Quand on en est là, c'est gagné, tout n'est plus question que de personnalités. Commence alors la litanie des noms, qu'il faut prononcer avec ferveur, comme un bouquet de feu d'artifice : Camille de Bellefon, qui m'a fait découvrir une nouvelle variation d'Arepo (quand diable se décidera-t-on à le programmer ?) ; Lucie Fenwick, la grande perche aussi grande que sexy quand elle traverse la scène dans sa tenue électrique d'In the middle ; Laurène Lévy, musicale et élastique à souhait pour un autre extrait de Forsythe, exactement comme je l'aime dansé (rien que la main flex qui descend devant le spectateur tient en haleine) ; Charlotte Ranson, le doigt mutin en muse d'Apollon (si ce n'est pas mutin, on a l'impression de voir un bras dans le plâtre) ; Marion Barbeau, que j'aurais bien vue classée un peu plus haut avec sa Bahkti ; Laure-Adélaïde Boucaud, bassin et queue de cheval au taquet dans le Sacre du printemps de Béjart (la chorégraphie en elle-même fait toujours son effet mais il faut avoir le courage de la proposer – et cette année, la vague néoclassique américaine a beaucoup amoindri le contraste qu'il y a habituellement entre le classique et le contemporain, finalement peu représenté) ou encore Héloïse Bourdon, moins pour sa variation des Mirages que pour celle du cygne noire, réellement splendide (alors que je l'aurais davantage imaginée en cygne blanc – heureuse d'avoir été surprise !). Si l'on s'en tenait uniquement aux prestations du concours, c'est elle qui aurait dû monter. Et pourtant, la promotion de Laura Hecquet, si elle fait soupçonner que les dés sont pipés, est en soi plus juste, car elle promeut une artiste plus constante (Héloïse Bourdon a une présence-néon : éteinte quand elle est paralysée par le truc, incroyablement lumineuse quand elle est sûre d'elle).

§ Matériel fourni:
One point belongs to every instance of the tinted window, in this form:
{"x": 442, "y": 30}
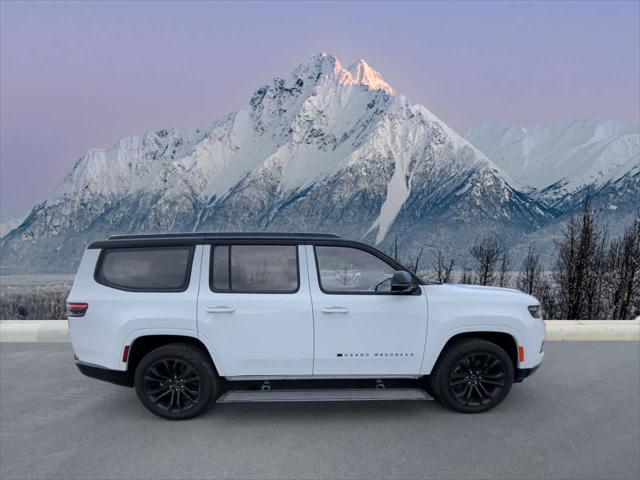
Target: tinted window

§ À faire:
1. Relevez toutes les danseuses nommées dans le passage sur le concours de danse.
2. Poursuivez le passage sur le concours de danse à partir de sa dernière phrase.

§ Résultats:
1.
- Camille de Bellefon
- Lucie Fenwick
- Laurène Lévy
- Charlotte Ranson
- Marion Barbeau
- Laure-Adélaïde Boucaud
- Héloïse Bourdon
- Laura Hecquet

2.
C'est l'éternel problème du concours comme mode de promotion : les impératifs de la compagnie impliquent des décisions qui relèvent davantage d'un manager (gestion à long terme d'un groupe) que d'un jury (évaluation ponctuelle d'un individu). Sans même parler des décisions parfois arbitraires, on se trouve rapidement à rejouer la dichotomie philosophique entre le juste (reconnaître Héloïse Bourdon comme ayant fait le meilleur concours) et l'éthique (promouvoir une danseuse qui le mérite depuis longtemps). Comme les danseurs tiennent à la façade démocratique du concours, qui leur permet d'être vus dans la variation de leur choix une fois l'an, même s'ils sont très peu distribués par ailleurs, je serais pour que l'on transforme le concours en fête : deux journées portes ouvertes où les danseurs pourraient présenter à leurs pairs et au public une nouvelle facette de leur personnalité. Quoi, on peut toujours rêver !

 

D'autres avis chez le petit rat, Amélie, Blog à petits pas... 

*Le concours se sera déroulé sous le signe du sautillé sur pointes : non seulement il y en avait dans deux des trois variations imposées, mais d'assez nombreuses candidates ont rentabilisé leur entraînement en choisissant des variations libres qui en contenaient (Giselle mais pas uniquement).

14 novembre 2013

Concours du corps de ballet de l'Opéra, rideau

Concours et bonne marche de la maison

Chance pour les jeunes, risque d'injustice pour les plus expérimentés, le concours est une institution contestable, à l'image de cette note sur 10, « donnée par la Régie de la Danse et basée sur l'assiduité et la conscience professionnelle au cours de l'année écoulée », qui accompagne celle sur 20 du concours proprement dit et peut autant être un moyen de rattraper un danseur qui s'est manqué ce jour-là que de discriminer à la (trop grande) gueule du client.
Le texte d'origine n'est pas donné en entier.